Quote every one of the items below word for word, keeping each line unchanged.
┄┄┄┄┄┄┄┄┄┄┄┄┄┄┄┄┄┄┄┄
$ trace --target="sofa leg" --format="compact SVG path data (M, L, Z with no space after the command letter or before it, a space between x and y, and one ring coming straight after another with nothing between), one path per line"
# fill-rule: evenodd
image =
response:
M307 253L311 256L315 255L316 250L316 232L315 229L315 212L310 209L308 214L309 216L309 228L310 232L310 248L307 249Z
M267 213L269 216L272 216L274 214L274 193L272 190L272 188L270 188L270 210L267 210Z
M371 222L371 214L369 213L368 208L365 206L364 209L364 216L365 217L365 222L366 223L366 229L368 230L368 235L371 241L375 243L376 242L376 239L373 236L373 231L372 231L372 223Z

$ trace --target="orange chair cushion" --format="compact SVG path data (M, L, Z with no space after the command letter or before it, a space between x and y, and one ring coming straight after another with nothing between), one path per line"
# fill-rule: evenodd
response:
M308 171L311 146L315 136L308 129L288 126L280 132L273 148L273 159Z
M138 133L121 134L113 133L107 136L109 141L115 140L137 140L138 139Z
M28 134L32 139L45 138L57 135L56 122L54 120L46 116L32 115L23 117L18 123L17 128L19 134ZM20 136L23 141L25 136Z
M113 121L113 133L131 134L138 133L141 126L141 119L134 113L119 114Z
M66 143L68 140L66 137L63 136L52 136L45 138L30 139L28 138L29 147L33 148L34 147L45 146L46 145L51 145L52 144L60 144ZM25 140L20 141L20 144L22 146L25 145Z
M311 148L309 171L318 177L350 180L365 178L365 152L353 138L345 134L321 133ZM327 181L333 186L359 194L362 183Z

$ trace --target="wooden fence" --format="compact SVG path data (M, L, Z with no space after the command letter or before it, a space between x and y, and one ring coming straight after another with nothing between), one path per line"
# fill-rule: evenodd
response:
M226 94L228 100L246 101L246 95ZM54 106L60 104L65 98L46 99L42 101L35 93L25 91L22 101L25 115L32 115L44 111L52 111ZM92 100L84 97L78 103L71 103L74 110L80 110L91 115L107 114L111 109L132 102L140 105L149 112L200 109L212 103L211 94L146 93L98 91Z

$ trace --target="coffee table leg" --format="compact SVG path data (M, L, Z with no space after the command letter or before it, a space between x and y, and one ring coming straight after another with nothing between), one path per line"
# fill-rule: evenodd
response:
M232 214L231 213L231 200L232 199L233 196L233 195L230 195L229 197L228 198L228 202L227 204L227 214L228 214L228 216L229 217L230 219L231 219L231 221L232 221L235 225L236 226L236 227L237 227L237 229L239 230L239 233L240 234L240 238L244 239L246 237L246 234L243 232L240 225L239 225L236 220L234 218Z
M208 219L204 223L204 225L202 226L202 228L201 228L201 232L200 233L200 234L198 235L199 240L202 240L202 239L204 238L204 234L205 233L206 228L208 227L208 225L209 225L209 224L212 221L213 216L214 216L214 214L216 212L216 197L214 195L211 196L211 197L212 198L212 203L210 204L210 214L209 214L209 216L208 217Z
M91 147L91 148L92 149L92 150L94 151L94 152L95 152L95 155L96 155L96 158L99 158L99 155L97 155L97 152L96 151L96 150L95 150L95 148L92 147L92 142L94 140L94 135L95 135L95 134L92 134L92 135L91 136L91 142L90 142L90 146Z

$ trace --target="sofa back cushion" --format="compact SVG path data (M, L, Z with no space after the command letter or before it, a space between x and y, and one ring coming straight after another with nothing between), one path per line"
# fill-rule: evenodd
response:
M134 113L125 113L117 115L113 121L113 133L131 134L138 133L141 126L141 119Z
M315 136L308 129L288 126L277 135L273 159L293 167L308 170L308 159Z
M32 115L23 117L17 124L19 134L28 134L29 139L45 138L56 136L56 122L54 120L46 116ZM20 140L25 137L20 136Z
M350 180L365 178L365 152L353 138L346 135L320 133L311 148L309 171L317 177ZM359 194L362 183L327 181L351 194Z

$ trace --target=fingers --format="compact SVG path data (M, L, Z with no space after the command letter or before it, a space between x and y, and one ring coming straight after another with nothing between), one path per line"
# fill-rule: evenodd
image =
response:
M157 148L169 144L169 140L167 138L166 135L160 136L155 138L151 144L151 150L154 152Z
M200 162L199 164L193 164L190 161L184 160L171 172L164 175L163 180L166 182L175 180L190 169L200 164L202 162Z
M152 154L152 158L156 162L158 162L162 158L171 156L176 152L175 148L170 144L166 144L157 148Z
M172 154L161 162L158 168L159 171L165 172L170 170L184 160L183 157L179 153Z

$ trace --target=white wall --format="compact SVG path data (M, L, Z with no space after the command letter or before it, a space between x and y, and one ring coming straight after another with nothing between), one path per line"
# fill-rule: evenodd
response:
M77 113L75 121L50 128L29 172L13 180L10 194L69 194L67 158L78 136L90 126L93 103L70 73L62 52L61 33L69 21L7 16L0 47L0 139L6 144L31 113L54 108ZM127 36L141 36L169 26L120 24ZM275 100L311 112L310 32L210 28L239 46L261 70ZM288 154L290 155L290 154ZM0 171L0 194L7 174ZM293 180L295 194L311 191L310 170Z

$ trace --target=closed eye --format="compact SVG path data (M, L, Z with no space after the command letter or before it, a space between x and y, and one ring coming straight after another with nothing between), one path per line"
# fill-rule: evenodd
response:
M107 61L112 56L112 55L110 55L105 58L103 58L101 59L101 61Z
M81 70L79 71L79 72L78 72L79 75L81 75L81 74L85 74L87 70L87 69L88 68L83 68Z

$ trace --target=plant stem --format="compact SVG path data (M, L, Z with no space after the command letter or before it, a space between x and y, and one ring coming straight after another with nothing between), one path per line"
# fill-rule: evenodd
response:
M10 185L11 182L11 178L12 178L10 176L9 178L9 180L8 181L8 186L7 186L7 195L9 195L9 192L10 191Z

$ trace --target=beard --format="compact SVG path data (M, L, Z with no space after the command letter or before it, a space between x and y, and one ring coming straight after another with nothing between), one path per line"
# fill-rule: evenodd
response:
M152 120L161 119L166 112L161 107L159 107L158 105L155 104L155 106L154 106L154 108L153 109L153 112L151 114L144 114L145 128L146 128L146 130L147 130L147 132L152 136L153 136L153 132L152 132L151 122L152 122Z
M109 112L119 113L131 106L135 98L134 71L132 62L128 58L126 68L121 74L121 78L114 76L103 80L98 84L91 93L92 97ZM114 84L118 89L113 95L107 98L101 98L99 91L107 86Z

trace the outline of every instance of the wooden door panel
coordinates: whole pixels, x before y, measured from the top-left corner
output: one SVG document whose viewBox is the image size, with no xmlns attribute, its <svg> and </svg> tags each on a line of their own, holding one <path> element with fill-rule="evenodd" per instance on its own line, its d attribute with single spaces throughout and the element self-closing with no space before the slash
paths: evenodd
┄┄┄┄┄┄┄┄┄┄┄┄┄┄┄┄┄┄┄┄
TASK SOLUTION -
$ trace --target="sofa leg" --format="compact SVG path data (M, L, Z with no space after the command letter or before it, a space between x and y, and one ring coming straight after another with nothing between), one path per line"
# fill-rule: evenodd
image =
response:
M307 253L311 256L315 255L316 250L316 232L315 229L315 212L310 209L308 214L309 216L309 228L310 232L310 248L307 249Z
M267 213L269 216L272 216L274 214L274 193L272 190L272 188L270 188L270 210L267 210Z
M371 222L371 214L369 213L368 208L365 206L364 209L364 216L365 217L365 222L366 223L366 229L368 230L368 235L371 241L375 243L376 242L376 239L373 236L373 231L372 231L372 223Z

$ trace --target="orange chair cushion" --format="compact SVG path data (M, L, Z with no space after the command letter or before it, a space between x and y, and one ring coming straight after another with nothing between), one path per line"
# fill-rule: evenodd
response:
M308 171L311 146L315 136L308 129L288 126L280 132L273 148L273 159Z
M138 133L121 134L113 133L107 136L109 141L115 140L137 140L138 139Z
M28 134L32 139L45 138L57 135L56 122L54 120L46 116L32 115L23 117L18 123L17 128L19 134ZM20 136L23 141L25 136Z
M113 121L113 133L131 134L138 133L141 126L141 119L134 113L119 114Z
M66 143L68 140L66 137L63 136L52 136L45 138L30 139L28 138L29 147L33 148L34 147L45 146L46 145L51 145L52 144L60 144ZM25 140L20 141L20 144L22 146L25 145Z
M311 148L309 171L318 177L350 180L365 178L365 152L353 138L345 134L321 133ZM327 181L333 186L359 194L362 183Z

$ trace --target="wooden fence" --format="compact SVG path data (M, L, Z with no space after the command letter or before it, a space between x and y, and one ring coming straight after another with nothing between), one path per line"
# fill-rule: evenodd
response:
M226 94L228 100L246 101L246 95ZM54 106L60 104L65 98L46 99L42 101L35 93L25 91L22 101L25 115L32 115L44 111L52 111ZM92 100L84 97L78 103L71 103L74 110L80 110L91 115L107 114L111 109L132 102L140 105L149 112L200 109L212 103L211 94L146 93L98 91Z

$ trace --target="coffee table leg" --format="compact SVG path data (M, L, Z with no space after the command letter or before it, a space between x and y, and one ring coming straight after another with nothing between), one path per line"
# fill-rule: evenodd
response:
M232 214L231 213L231 200L232 199L233 196L233 195L230 195L229 197L228 198L228 202L227 204L227 214L228 214L228 216L229 217L230 219L231 219L231 221L232 221L235 225L236 226L236 227L237 227L237 229L239 230L239 233L240 234L240 238L244 239L246 237L246 234L243 232L240 225L239 225L236 220L234 218Z
M208 219L204 223L204 225L202 226L202 228L201 228L201 232L200 233L200 234L198 235L199 240L202 240L202 239L204 238L204 234L205 233L206 228L208 227L208 225L209 225L209 224L212 221L213 216L214 216L214 214L216 212L216 197L214 195L211 196L211 197L212 198L212 203L210 204L210 214L209 214L209 216L208 217Z
M91 147L91 148L92 149L92 150L94 151L94 152L95 152L95 155L96 155L96 158L99 158L99 155L97 155L97 152L96 151L96 150L95 150L95 148L92 147L92 142L94 140L94 135L95 135L95 134L92 134L92 135L91 136L91 142L90 142L90 146Z

$ trace --target="sofa back cushion" --format="compact SVG path data (M, L, Z with no space after the command letter or before it, a space between x and y, and one ring coming straight after another with nothing between), one path per line"
# fill-rule: evenodd
response:
M134 113L125 113L117 115L113 121L113 133L131 134L138 133L141 126L141 119Z
M315 136L308 129L288 126L277 135L273 159L293 167L308 170L308 159Z
M32 115L23 117L17 124L19 134L28 134L29 139L45 138L56 136L56 122L54 120L46 116ZM20 140L25 137L20 136Z
M350 180L365 178L365 152L353 138L346 135L320 133L311 148L309 171L317 177ZM359 194L362 183L327 181L351 194Z

$ trace --target=fingers --format="compact SVG path data (M, L, Z with no space after the command letter or before it, a space between x and y, and one ring coming straight after another with nothing between), one path per line"
# fill-rule: evenodd
image =
response:
M157 148L169 144L169 140L167 138L166 135L160 136L155 138L151 144L151 150L154 152Z
M200 162L199 164L193 164L190 161L184 160L171 172L164 175L163 180L166 182L175 180L190 169L200 164L202 162Z
M152 154L152 158L156 162L158 162L162 158L171 156L176 152L175 148L170 144L166 144L157 148Z
M172 154L161 162L158 168L159 171L165 172L170 170L184 160L183 157L179 153Z

$ trace --target=white wall --format="compact SVG path data (M, L, Z with no space after the command letter or before it, a space between x and y, and one ring coming straight after another with nothing between), one path per line"
# fill-rule: evenodd
response:
M77 113L75 121L50 128L29 172L13 180L10 194L69 194L67 158L78 136L90 126L93 103L70 73L62 52L61 33L69 21L7 16L0 47L0 139L6 144L31 113L54 108ZM127 36L141 36L169 26L120 24ZM275 100L311 112L310 32L210 28L239 46L261 70ZM288 154L290 155L290 154ZM0 171L0 194L7 174ZM293 180L295 194L311 191L310 170Z

$ trace --target=closed eye --format="compact SVG path data (M, L, Z with no space after the command letter or before it, a space between x and y, and one ring coming straight after another with nothing between), one path per line"
# fill-rule: evenodd
response:
M107 61L112 56L112 55L110 55L105 58L103 58L101 59L101 61Z
M81 70L79 71L79 72L78 72L79 75L81 75L81 74L85 74L87 70L87 69L88 68L83 68Z

$ trace --target=plant stem --format="compact SVG path data (M, L, Z with no space after the command letter or before it, a space between x and y, and one ring coming straight after another with nothing between), one path per line"
# fill-rule: evenodd
response:
M10 185L11 182L11 178L12 178L10 176L9 178L9 180L8 181L8 186L7 186L7 195L9 195L9 192L10 191Z

$ trace --target=beard --format="compact SVG path data (M, L, Z with no space after the command letter or before it, a space between x and y, and one ring coming straight after another with nothing between), one path per line"
# fill-rule: evenodd
response:
M152 120L161 119L166 112L161 107L159 107L158 105L155 104L155 106L154 106L154 108L153 109L153 112L151 114L144 114L145 128L146 128L146 130L147 130L147 132L152 136L153 136L153 132L152 132L151 122L152 122Z
M109 112L119 113L131 106L135 98L134 71L132 62L128 58L126 68L121 74L121 78L114 76L103 80L98 84L91 93L92 97ZM114 84L118 89L113 95L107 98L101 98L99 91L107 86Z

trace the outline of every instance of the wooden door panel
coordinates: whole pixels, x before y, measured from the top-left corner
output: one SVG document whose viewBox is the image size, with no xmlns attribute, its <svg> and </svg> tags each on a line of their own, holding one <path> element with fill-rule="evenodd" per instance on its own line, its d attribute with single spaces throughout and the element self-closing with no space before the slash
paths: evenodd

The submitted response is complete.